> [What you will do]:
Quote all entries in full, exactly.

> [Input records]:
********************
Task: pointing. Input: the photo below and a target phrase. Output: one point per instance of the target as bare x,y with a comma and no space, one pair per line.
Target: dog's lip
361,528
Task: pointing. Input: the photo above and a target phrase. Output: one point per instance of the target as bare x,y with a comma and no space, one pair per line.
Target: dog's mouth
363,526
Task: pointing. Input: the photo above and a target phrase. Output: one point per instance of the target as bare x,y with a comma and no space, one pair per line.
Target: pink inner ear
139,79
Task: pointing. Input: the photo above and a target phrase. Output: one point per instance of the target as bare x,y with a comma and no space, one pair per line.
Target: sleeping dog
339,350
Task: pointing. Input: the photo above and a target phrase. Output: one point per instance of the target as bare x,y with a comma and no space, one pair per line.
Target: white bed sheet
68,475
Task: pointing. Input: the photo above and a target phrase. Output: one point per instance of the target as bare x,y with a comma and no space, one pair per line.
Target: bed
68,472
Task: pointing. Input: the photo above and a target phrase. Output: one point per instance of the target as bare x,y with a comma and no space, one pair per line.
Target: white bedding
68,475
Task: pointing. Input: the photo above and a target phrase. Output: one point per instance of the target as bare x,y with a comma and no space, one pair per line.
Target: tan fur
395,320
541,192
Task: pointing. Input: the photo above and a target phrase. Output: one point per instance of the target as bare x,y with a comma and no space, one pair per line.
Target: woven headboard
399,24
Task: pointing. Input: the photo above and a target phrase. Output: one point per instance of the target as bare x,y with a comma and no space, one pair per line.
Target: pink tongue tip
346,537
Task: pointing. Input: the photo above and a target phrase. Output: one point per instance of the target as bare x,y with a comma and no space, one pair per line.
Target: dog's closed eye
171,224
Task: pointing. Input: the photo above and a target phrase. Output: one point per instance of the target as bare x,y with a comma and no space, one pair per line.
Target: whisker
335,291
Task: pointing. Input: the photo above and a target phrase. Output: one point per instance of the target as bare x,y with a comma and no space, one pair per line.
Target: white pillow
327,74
********************
> [Solution for this exercise]:
Task: pointing. Input: the photo below and a target phrase. Output: one point per instance of the target as bare x,y with a comma and no space, one pair per line.
Target: dog's lip
361,528
Task: pointing. Input: the photo above and a target phrase. Output: one point per instance of the target as bare x,y with a comma and no space, one pair per line.
Target: dog's mouth
363,526
Task: pointing. Input: the photo above and a target phrase. Output: one point per instance of the target as bare x,y with a comma and no space, one pair per line.
Target: pink inner ear
139,79
Task: pointing. Input: the photo above and a target phrase. Output: one point per instance of the target as bare x,y with a comma and no space, one pair per line.
Target: sleeping dog
339,350
Task: pointing. Input: the photo above and a target phrase. Output: one point per instance of the target as bare x,y with a comma and no space, one pair per line.
Target: white bed sheet
68,475
Task: pointing. Input: the photo above and a target phrase. Output: one point per instance of the target as bare x,y with a comma and no space, one pair per line.
Target: bed
68,472
Task: pointing. Input: the photo above and a target phrase. Output: one point per instance of the target as bare x,y with a comma and no space, one pair per line.
Target: white bedding
68,475
Task: pointing. Input: the photo above and a target phrase. Output: one point per instance of the target as bare x,y with a comma and no space, one pair per line.
Target: tan fur
395,320
541,192
Task: pointing. Input: the photo above and a target phrase. Output: one point per instance of the target as bare x,y with a comma and no space, one pair per line.
Target: woven headboard
399,24
Task: pointing. Input: the photo above and a target phrase. Output: one point per instance of the target as bare x,y with a comma and no space, one pair per line.
Target: pink tongue tip
346,537
Task: pointing. Input: the photo above and a target phrase. Output: one point per instance of the target as bare x,y with a comma and no space, one pair per line.
Target: dog's closed eye
171,224
Task: pointing. Input: the photo above and a target phrase. Output: one point per instance of the target as bare x,y with a comma and no space, one pair per line.
Target: whisker
335,291
Task: pointing. Input: the photo above and a target phrase. Output: one point per instance of the target as bare x,y with a comma and no space, one pair per line.
Target: white pillow
327,74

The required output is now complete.